Exercise prompt —
Repeat all of the data below word for word, keeping no images.

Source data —
________________

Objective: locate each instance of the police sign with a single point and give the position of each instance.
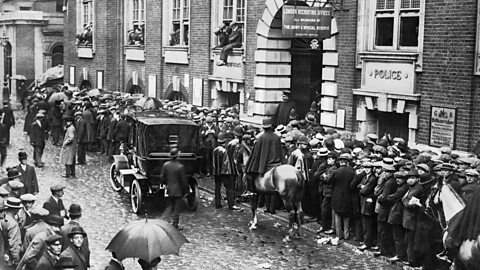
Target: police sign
(306, 22)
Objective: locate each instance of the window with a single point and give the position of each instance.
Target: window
(232, 10)
(136, 23)
(180, 25)
(85, 37)
(397, 23)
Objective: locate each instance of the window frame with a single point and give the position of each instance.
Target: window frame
(218, 18)
(132, 22)
(81, 20)
(397, 13)
(183, 21)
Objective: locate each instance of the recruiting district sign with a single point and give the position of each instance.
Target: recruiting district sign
(442, 126)
(306, 22)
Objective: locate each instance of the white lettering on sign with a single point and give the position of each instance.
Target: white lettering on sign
(389, 77)
(388, 74)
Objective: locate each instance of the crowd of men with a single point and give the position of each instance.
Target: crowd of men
(377, 191)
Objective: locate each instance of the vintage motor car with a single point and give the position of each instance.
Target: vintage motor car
(137, 169)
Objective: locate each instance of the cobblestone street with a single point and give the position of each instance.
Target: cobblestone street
(219, 239)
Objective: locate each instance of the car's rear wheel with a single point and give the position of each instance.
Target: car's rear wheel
(136, 197)
(114, 178)
(193, 198)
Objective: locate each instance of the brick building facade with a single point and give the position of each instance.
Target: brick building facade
(32, 40)
(403, 67)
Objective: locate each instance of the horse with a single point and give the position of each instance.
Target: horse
(288, 182)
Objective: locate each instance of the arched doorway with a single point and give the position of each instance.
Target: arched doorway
(85, 84)
(57, 55)
(134, 88)
(7, 60)
(181, 94)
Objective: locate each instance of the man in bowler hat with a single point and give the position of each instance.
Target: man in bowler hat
(173, 174)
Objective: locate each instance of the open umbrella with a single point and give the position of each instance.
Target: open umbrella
(57, 96)
(18, 77)
(146, 240)
(148, 103)
(94, 92)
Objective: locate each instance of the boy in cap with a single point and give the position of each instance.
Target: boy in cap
(52, 252)
(11, 230)
(54, 205)
(37, 138)
(40, 242)
(75, 250)
(28, 176)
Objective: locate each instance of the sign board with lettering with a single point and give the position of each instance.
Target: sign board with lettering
(306, 22)
(389, 77)
(234, 68)
(442, 126)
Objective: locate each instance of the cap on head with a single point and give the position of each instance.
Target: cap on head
(13, 202)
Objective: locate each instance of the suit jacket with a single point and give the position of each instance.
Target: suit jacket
(410, 212)
(111, 128)
(385, 205)
(367, 199)
(81, 128)
(79, 256)
(341, 195)
(65, 230)
(37, 134)
(29, 179)
(222, 164)
(9, 118)
(46, 262)
(266, 153)
(54, 208)
(173, 174)
(122, 131)
(282, 114)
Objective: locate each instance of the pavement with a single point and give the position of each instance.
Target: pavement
(219, 238)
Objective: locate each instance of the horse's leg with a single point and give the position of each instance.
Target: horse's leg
(253, 206)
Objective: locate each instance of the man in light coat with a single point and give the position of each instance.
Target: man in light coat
(69, 149)
(28, 176)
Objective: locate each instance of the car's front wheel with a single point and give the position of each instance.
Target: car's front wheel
(193, 198)
(114, 178)
(136, 197)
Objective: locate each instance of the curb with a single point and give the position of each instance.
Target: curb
(312, 231)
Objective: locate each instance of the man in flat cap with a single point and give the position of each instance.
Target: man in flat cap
(51, 254)
(282, 114)
(37, 139)
(28, 176)
(11, 230)
(31, 257)
(55, 203)
(69, 148)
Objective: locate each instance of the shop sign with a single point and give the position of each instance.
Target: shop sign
(306, 22)
(233, 69)
(387, 77)
(442, 126)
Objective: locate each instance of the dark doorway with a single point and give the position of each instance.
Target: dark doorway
(306, 75)
(57, 55)
(395, 124)
(7, 60)
(85, 84)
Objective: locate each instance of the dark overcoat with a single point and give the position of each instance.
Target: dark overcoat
(396, 212)
(173, 174)
(54, 208)
(341, 195)
(29, 179)
(266, 153)
(367, 199)
(37, 134)
(385, 205)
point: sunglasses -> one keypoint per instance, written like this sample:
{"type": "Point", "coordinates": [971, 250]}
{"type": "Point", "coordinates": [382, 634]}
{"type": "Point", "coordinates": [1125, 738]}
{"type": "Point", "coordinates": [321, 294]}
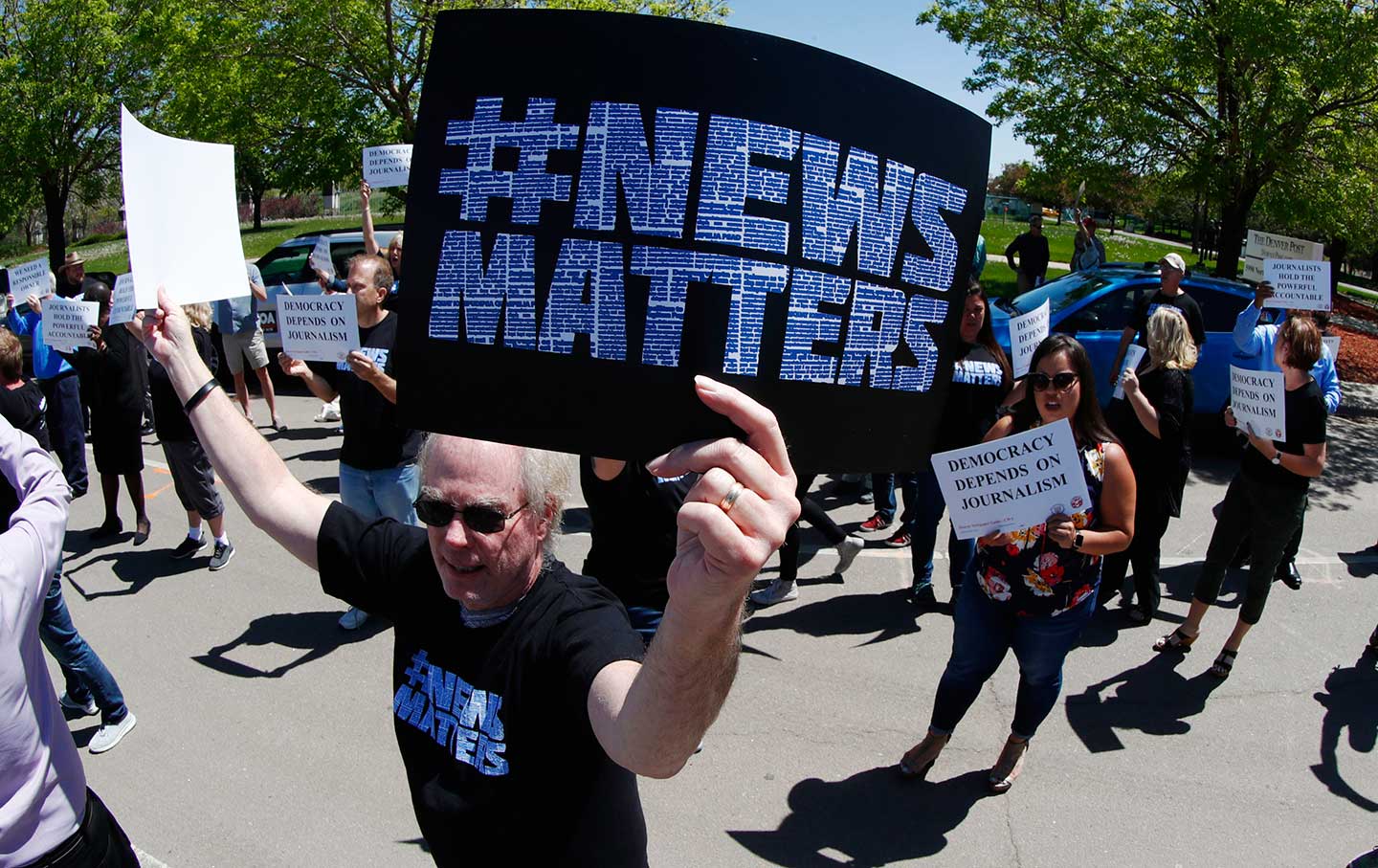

________________

Task solution —
Objective: locate each instance of the police sign with a single point and give the position of each instance.
Target: police sign
(306, 22)
Objective: locate each instance of the window with a single point and give the position of each instance.
Target: window
(232, 10)
(136, 23)
(180, 25)
(85, 37)
(397, 23)
Objective: locate each instance of the window frame with a single point and give the position of each instance.
Target: window frame
(218, 18)
(132, 22)
(81, 20)
(397, 13)
(183, 21)
Objective: locate each instance of the recruiting district sign with a single point and give the position of each instance.
Target: recruiting district sign
(442, 126)
(306, 22)
Objective: locate each instance of the white lettering on sign with a single point and give the position of each instance.
Target: white lettering on sign
(389, 77)
(388, 74)
Objective: locate each instance of the crowd of men with a single point and give the position of each instance.
Target: crowd of men
(377, 191)
Objective: locate each instance of the vintage motor car with a single point and give the position of each instance.
Target: vintage motor car
(137, 169)
Objective: locate each instance of the cobblestone street with a single point and give the position of each instance.
Target: cobblestone street
(219, 239)
Objective: locate each instance of the car's rear wheel with a single point and give the position of each instance.
Target: car's rear wheel
(136, 197)
(114, 178)
(193, 198)
Objective: locate each instance of the brick building facade with a single point and give the position of each instance.
Target: brick building facade
(32, 40)
(403, 67)
Objective: locate each instance of the horse with a single point and give the position of each instance.
Target: horse
(288, 182)
Objective: locate each instance of the arched doorway with a single point and give the position of each instance.
Target: arched doorway
(85, 84)
(57, 55)
(134, 88)
(7, 60)
(181, 94)
Objective: locate each instance of the man in bowler hat with a single point and give the position of each instance.
Target: man in bowler hat
(173, 174)
Objective: locate each instance of the open umbrella with a single point and give the position of each instance.
Target: open umbrella
(57, 96)
(18, 77)
(146, 240)
(148, 103)
(94, 92)
Objective: locate each instance of the boy in cap with a single point and give the position of each instance.
Target: boy in cap
(52, 252)
(11, 230)
(54, 205)
(37, 138)
(40, 242)
(75, 250)
(28, 176)
Objective: locate each instance of the sign board with lettering with a single point and give the position of each instance.
Target: sign board with lettering
(306, 22)
(389, 77)
(234, 68)
(442, 126)
Objective: locate each instance of the cap on head with a single point and give the position of each instance.
Target: cap on head
(13, 202)
Objective: locate each instance of the suit jacket with a single point and give the position of each instance.
Target: suit jacket
(410, 212)
(111, 128)
(385, 205)
(367, 199)
(81, 128)
(79, 256)
(341, 195)
(65, 230)
(37, 134)
(29, 179)
(222, 164)
(9, 118)
(46, 262)
(266, 153)
(54, 208)
(173, 174)
(122, 131)
(282, 114)
Objective: locate each instance of the pavement with a single point and give the position of each instance.
Target: pavement
(219, 238)
Objective: locate each instance of the horse's leg with a single point and give the position of each instance.
Target: horse's leg
(253, 206)
Objective: locate each instance of the man in light coat with a single point and give the position of each instance.
Target: man in light coat
(69, 149)
(28, 176)
Objective: locate each instance of the car's front wheel with a single point and give the position of each instance.
Target: car's front wheel
(193, 198)
(114, 178)
(136, 197)
Objective: locate each instance of the curb with a single point and give the position of each instance.
Target: curb
(312, 231)
Objective: locate each instance of the man in flat cap with a single point and give the position of each instance.
Target: man in flat cap
(51, 254)
(282, 114)
(37, 139)
(28, 176)
(11, 230)
(31, 257)
(55, 203)
(69, 148)
Objective: locate each instance of the shop sign with a single point and give the position of each instance.
Target: shop sign
(306, 22)
(233, 69)
(387, 77)
(442, 126)
Objective: locate each instance of the dark doorway with a single point and give the position of each instance.
Target: dark doorway
(306, 75)
(57, 55)
(395, 124)
(7, 60)
(85, 84)
Objective: locate each instance of the dark overcoat with a single point and give the position of each instance.
Target: dark overcoat
(396, 212)
(173, 174)
(54, 208)
(341, 195)
(29, 179)
(266, 153)
(367, 199)
(37, 134)
(385, 205)
point: sunglasses -> one keypoint per instance, written like this sample:
{"type": "Point", "coordinates": [971, 250]}
{"type": "Point", "coordinates": [382, 634]}
{"type": "Point", "coordinates": [1125, 738]}
{"type": "Point", "coordinates": [321, 294]}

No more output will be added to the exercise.